TASK ITEM ->
Leaving out the images, please reproduce each line below exactly.

SUPPLIED RECORDS ->

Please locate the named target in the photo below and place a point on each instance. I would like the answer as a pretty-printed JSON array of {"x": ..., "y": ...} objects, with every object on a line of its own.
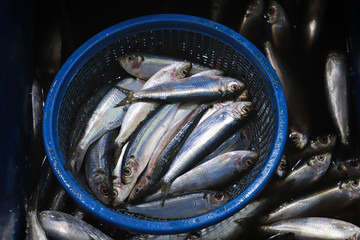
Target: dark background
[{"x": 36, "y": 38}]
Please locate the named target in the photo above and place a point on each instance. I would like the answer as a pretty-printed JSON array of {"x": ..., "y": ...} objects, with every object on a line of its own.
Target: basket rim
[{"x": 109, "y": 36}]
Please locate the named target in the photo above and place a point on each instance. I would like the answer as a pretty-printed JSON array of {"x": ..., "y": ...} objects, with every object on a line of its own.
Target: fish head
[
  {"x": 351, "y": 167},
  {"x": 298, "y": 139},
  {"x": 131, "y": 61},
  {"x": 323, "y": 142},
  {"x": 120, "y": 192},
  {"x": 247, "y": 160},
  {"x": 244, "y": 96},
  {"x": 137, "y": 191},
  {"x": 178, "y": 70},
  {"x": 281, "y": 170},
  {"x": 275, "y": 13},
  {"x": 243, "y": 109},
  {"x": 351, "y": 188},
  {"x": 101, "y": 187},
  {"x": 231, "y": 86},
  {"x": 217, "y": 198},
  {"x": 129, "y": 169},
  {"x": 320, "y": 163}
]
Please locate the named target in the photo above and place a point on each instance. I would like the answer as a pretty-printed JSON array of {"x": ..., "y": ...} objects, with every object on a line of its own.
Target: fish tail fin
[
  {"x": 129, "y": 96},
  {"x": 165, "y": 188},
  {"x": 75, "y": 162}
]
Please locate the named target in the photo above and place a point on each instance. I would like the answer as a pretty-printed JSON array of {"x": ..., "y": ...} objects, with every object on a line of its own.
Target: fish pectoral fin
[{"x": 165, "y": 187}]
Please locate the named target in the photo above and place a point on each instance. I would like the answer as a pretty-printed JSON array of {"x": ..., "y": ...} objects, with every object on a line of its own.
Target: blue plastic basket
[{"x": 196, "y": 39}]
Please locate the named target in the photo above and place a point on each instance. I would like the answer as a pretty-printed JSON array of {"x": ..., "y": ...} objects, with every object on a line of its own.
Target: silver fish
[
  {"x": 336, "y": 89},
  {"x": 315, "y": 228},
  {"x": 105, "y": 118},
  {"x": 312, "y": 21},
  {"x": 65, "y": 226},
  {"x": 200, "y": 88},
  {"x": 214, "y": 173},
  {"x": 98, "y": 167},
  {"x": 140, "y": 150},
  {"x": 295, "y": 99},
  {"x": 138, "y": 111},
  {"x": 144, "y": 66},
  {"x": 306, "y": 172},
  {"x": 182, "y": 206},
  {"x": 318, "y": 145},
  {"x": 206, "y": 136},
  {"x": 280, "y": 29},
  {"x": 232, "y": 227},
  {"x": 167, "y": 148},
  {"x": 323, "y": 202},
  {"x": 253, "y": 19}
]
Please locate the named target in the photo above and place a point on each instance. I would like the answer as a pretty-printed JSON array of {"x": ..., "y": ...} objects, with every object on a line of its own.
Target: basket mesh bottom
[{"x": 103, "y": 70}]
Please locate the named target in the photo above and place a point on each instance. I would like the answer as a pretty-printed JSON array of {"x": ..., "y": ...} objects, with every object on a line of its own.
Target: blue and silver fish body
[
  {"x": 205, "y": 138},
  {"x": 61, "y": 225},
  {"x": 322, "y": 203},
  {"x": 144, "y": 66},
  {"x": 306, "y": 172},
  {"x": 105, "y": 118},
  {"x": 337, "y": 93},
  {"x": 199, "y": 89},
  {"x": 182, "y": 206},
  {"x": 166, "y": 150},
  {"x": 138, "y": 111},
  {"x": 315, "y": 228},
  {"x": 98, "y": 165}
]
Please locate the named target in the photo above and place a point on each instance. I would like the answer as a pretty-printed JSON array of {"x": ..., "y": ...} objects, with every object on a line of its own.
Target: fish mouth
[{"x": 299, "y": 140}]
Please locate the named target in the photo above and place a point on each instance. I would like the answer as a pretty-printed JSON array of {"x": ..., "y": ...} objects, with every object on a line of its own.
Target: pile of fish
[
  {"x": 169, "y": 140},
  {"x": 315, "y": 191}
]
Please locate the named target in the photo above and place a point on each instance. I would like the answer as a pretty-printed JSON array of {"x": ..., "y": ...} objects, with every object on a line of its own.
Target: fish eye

RESPONSE ->
Please locate the named target in the photo below and place a point on each instance. I would like the answer as a pretty-printed JSON array of {"x": ..., "y": ...} objects, with every object on a line of its own.
Target: dark background
[{"x": 36, "y": 38}]
Please locate the named target in the photo above and place a point on each instance. I would like the answer as a pretty-printed JSON array of {"x": ..., "y": ...} objects, with every object on a line of its own.
Target: basket rim
[{"x": 109, "y": 36}]
Please locate the named target in the photo above and place a point on each instance. I would like the answer as a pretty-printed JSON array of {"x": ..., "y": ...} objects, with every object on a line of its own.
Target: fish head
[
  {"x": 351, "y": 167},
  {"x": 298, "y": 139},
  {"x": 131, "y": 61},
  {"x": 323, "y": 142},
  {"x": 120, "y": 192},
  {"x": 247, "y": 160},
  {"x": 244, "y": 96},
  {"x": 137, "y": 191},
  {"x": 178, "y": 70},
  {"x": 281, "y": 170},
  {"x": 275, "y": 13},
  {"x": 243, "y": 109},
  {"x": 351, "y": 188},
  {"x": 101, "y": 187},
  {"x": 231, "y": 86},
  {"x": 217, "y": 198},
  {"x": 129, "y": 169},
  {"x": 320, "y": 163}
]
Please locate the named target in the photo above and place a point on each instance. I would like the answer as a pretty-printed JSON array of {"x": ..., "y": ...} objects, with every object on a line of its own.
Target: fish tail fin
[
  {"x": 129, "y": 96},
  {"x": 165, "y": 188},
  {"x": 75, "y": 162}
]
Please locate the named target in the photo above and place a point on each instance. I would like the answer as a pretty-printed JSON array of {"x": ..., "y": ...} objects, with every object on a line of its own.
Target: fish pectoral fin
[{"x": 165, "y": 187}]
Please locate the named target in the photo above and place a point on each instance. I would like the answer as a pretty-printed JSON array of {"x": ..., "y": ...} objects, with every object on a line of its own.
Target: blue plastic basket
[{"x": 196, "y": 39}]
Please locate the named target in the photo above and place a point on each instance. I would like the answer as a pretty-printed JSON array of {"x": ..., "y": ...} objects, with every object on a line of its own.
Target: silver fish
[
  {"x": 336, "y": 89},
  {"x": 315, "y": 228},
  {"x": 105, "y": 118},
  {"x": 312, "y": 21},
  {"x": 65, "y": 226},
  {"x": 200, "y": 88},
  {"x": 214, "y": 173},
  {"x": 98, "y": 167},
  {"x": 140, "y": 150},
  {"x": 295, "y": 99},
  {"x": 138, "y": 111},
  {"x": 144, "y": 66},
  {"x": 306, "y": 172},
  {"x": 182, "y": 206},
  {"x": 318, "y": 145},
  {"x": 206, "y": 136},
  {"x": 280, "y": 29},
  {"x": 232, "y": 227},
  {"x": 167, "y": 148},
  {"x": 323, "y": 202},
  {"x": 253, "y": 19}
]
Please locate the named target in the photo above and place a point on each instance. I would like the answer as a pretty-printed JSON array of {"x": ..., "y": ...} objects, with every object on a line of its own.
Target: basket mesh bottom
[{"x": 103, "y": 70}]
Please locate the named target in the photo above and place a point on each instance. I would like the answer as a pretty-printed JSON array of {"x": ..., "y": ...} objects, with every object on a line of its own.
Target: blue and silver fish body
[
  {"x": 205, "y": 138},
  {"x": 61, "y": 225},
  {"x": 322, "y": 203},
  {"x": 144, "y": 66},
  {"x": 306, "y": 172},
  {"x": 105, "y": 118},
  {"x": 337, "y": 93},
  {"x": 199, "y": 89},
  {"x": 182, "y": 206},
  {"x": 166, "y": 150},
  {"x": 138, "y": 111},
  {"x": 315, "y": 228},
  {"x": 98, "y": 165}
]
Please locate the named target in the photo above and place a point on each instance. I would like the answer as a pretty-printed JSON array of {"x": ..., "y": ...} objects, with every object on a line of its own.
Target: fish mouth
[{"x": 299, "y": 140}]
Please locate the named target in the photo above and place a point on each instance. I would like the answer as a pretty-printed JSON array of {"x": ..., "y": ...} objects, with every object on a line of its own.
Target: pile of fish
[
  {"x": 169, "y": 140},
  {"x": 315, "y": 191}
]
Please locate the named target in the photo above and place a point on each instance. I would like the answer as a pretty-printed JSON array of {"x": ..., "y": ...} objects, with every object on a line of its own.
Target: fish eye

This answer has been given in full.